::: Dataset records :::
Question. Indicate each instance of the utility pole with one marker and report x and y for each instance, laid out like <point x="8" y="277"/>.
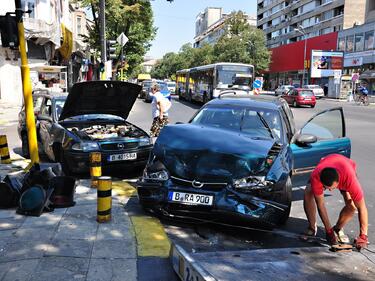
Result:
<point x="102" y="30"/>
<point x="27" y="89"/>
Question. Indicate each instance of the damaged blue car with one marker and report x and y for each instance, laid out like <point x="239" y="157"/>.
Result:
<point x="235" y="160"/>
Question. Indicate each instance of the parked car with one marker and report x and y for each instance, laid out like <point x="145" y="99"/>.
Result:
<point x="146" y="88"/>
<point x="93" y="118"/>
<point x="299" y="96"/>
<point x="283" y="89"/>
<point x="318" y="91"/>
<point x="171" y="87"/>
<point x="235" y="159"/>
<point x="39" y="96"/>
<point x="163" y="90"/>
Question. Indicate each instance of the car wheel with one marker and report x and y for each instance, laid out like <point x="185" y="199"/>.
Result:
<point x="25" y="145"/>
<point x="286" y="198"/>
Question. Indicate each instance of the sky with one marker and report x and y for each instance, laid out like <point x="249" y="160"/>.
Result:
<point x="176" y="21"/>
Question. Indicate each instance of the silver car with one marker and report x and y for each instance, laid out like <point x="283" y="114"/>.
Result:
<point x="317" y="90"/>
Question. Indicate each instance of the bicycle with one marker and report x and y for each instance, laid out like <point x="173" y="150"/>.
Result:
<point x="361" y="99"/>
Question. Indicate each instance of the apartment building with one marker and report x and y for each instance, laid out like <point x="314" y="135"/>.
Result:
<point x="210" y="26"/>
<point x="281" y="20"/>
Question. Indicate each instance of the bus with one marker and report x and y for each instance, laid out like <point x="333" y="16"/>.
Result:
<point x="206" y="82"/>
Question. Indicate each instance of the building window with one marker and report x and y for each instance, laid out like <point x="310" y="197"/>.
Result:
<point x="359" y="42"/>
<point x="369" y="40"/>
<point x="79" y="25"/>
<point x="350" y="43"/>
<point x="341" y="44"/>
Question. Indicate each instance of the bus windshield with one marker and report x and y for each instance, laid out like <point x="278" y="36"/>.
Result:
<point x="234" y="75"/>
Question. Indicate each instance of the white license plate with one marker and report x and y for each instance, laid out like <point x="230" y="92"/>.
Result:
<point x="122" y="157"/>
<point x="190" y="198"/>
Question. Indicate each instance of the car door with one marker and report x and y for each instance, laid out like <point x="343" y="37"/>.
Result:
<point x="329" y="129"/>
<point x="45" y="124"/>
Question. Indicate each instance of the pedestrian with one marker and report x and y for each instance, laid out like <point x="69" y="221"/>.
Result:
<point x="336" y="172"/>
<point x="160" y="106"/>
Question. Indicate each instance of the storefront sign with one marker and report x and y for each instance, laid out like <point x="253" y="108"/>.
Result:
<point x="324" y="63"/>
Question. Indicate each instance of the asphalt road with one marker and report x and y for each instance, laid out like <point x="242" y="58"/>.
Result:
<point x="203" y="237"/>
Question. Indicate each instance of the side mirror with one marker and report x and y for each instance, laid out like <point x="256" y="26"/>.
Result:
<point x="306" y="139"/>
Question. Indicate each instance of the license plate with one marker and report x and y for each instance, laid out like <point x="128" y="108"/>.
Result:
<point x="122" y="157"/>
<point x="190" y="198"/>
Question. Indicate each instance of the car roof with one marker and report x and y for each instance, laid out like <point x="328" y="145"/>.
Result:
<point x="260" y="101"/>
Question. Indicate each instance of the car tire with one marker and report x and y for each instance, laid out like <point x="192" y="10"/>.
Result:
<point x="286" y="198"/>
<point x="25" y="145"/>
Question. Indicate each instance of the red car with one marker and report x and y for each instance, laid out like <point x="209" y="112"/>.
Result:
<point x="299" y="96"/>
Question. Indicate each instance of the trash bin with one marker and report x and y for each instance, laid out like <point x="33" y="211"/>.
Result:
<point x="63" y="191"/>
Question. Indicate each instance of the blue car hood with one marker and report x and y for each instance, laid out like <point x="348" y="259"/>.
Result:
<point x="209" y="154"/>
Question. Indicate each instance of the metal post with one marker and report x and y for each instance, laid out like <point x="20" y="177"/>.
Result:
<point x="27" y="88"/>
<point x="102" y="30"/>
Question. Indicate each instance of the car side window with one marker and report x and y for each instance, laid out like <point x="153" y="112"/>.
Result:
<point x="326" y="126"/>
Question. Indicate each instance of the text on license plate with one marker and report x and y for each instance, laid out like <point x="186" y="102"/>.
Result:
<point x="190" y="198"/>
<point x="121" y="157"/>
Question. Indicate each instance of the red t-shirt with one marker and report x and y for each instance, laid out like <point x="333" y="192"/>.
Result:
<point x="348" y="180"/>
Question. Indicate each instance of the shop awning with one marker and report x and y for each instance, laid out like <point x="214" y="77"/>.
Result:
<point x="367" y="75"/>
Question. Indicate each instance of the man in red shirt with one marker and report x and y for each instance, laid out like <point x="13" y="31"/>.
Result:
<point x="336" y="172"/>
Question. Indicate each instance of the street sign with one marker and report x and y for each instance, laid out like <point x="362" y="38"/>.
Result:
<point x="122" y="39"/>
<point x="257" y="84"/>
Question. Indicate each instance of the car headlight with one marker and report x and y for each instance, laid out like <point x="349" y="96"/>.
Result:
<point x="85" y="146"/>
<point x="252" y="183"/>
<point x="144" y="142"/>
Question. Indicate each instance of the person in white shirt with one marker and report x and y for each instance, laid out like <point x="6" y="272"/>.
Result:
<point x="160" y="106"/>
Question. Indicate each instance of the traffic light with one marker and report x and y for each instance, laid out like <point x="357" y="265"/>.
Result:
<point x="111" y="49"/>
<point x="9" y="31"/>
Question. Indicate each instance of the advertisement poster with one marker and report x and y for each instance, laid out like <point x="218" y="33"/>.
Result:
<point x="324" y="63"/>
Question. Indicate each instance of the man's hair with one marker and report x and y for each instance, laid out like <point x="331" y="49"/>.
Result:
<point x="328" y="176"/>
<point x="155" y="86"/>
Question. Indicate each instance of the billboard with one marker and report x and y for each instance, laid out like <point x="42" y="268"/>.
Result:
<point x="324" y="63"/>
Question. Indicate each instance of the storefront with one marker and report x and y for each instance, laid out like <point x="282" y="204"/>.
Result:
<point x="288" y="65"/>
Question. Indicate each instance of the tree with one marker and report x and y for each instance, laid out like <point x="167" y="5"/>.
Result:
<point x="242" y="43"/>
<point x="134" y="18"/>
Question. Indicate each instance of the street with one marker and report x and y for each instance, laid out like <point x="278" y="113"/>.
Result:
<point x="202" y="237"/>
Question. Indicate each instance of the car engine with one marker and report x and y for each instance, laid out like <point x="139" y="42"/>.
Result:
<point x="99" y="132"/>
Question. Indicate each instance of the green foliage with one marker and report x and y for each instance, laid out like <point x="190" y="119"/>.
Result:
<point x="134" y="18"/>
<point x="240" y="43"/>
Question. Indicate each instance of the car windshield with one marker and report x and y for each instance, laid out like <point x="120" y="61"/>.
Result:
<point x="255" y="122"/>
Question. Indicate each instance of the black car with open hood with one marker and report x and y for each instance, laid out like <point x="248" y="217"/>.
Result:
<point x="235" y="159"/>
<point x="93" y="118"/>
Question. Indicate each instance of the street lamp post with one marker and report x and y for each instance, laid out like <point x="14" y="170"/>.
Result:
<point x="302" y="31"/>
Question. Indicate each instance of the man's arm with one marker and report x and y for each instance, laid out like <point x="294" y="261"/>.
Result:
<point x="319" y="199"/>
<point x="362" y="216"/>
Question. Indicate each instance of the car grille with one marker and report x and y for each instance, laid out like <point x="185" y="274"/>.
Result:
<point x="118" y="146"/>
<point x="212" y="186"/>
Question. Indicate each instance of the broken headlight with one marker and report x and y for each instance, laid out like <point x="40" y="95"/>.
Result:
<point x="252" y="183"/>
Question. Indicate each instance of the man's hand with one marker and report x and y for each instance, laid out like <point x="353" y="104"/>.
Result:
<point x="361" y="242"/>
<point x="331" y="237"/>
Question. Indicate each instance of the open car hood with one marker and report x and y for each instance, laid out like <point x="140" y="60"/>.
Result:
<point x="100" y="97"/>
<point x="213" y="156"/>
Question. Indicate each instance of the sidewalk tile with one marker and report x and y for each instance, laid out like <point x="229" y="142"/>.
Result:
<point x="61" y="269"/>
<point x="112" y="270"/>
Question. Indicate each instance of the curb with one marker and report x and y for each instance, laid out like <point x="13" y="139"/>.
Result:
<point x="186" y="267"/>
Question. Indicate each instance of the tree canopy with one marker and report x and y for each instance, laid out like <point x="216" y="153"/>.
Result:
<point x="134" y="18"/>
<point x="240" y="43"/>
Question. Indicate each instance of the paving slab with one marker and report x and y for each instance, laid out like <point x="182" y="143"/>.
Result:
<point x="112" y="270"/>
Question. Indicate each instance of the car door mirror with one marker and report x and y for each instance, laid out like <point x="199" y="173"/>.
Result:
<point x="305" y="139"/>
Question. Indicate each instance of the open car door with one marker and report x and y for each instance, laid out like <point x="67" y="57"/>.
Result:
<point x="322" y="135"/>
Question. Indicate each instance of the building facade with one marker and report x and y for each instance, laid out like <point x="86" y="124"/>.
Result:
<point x="210" y="26"/>
<point x="281" y="19"/>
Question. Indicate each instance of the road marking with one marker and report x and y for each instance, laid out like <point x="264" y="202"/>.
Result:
<point x="152" y="241"/>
:::
Your instructions
Can you put the lines of the data, starting with the line that contains "Question. Indicate each instance of the road" and going through the end of the data, into a Markdown table with the columns Row and Line, leaving out any blank lines?

Response
| Row | Line |
|---|---|
| 1 | Question. Indicate each instance of the road marking with one marker and report x and y for each instance, laid out like <point x="264" y="202"/>. |
| 2 | Result: |
| 3 | <point x="152" y="241"/> |